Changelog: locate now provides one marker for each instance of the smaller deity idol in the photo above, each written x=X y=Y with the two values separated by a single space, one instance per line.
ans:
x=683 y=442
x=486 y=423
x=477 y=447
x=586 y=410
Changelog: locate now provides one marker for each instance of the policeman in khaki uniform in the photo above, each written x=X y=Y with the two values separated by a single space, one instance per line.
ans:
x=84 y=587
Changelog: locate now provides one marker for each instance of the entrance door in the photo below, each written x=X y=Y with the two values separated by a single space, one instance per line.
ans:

########

Examine the entries and say how many of their lines hold the word "above". No other words should accompany the number.

Result below: 2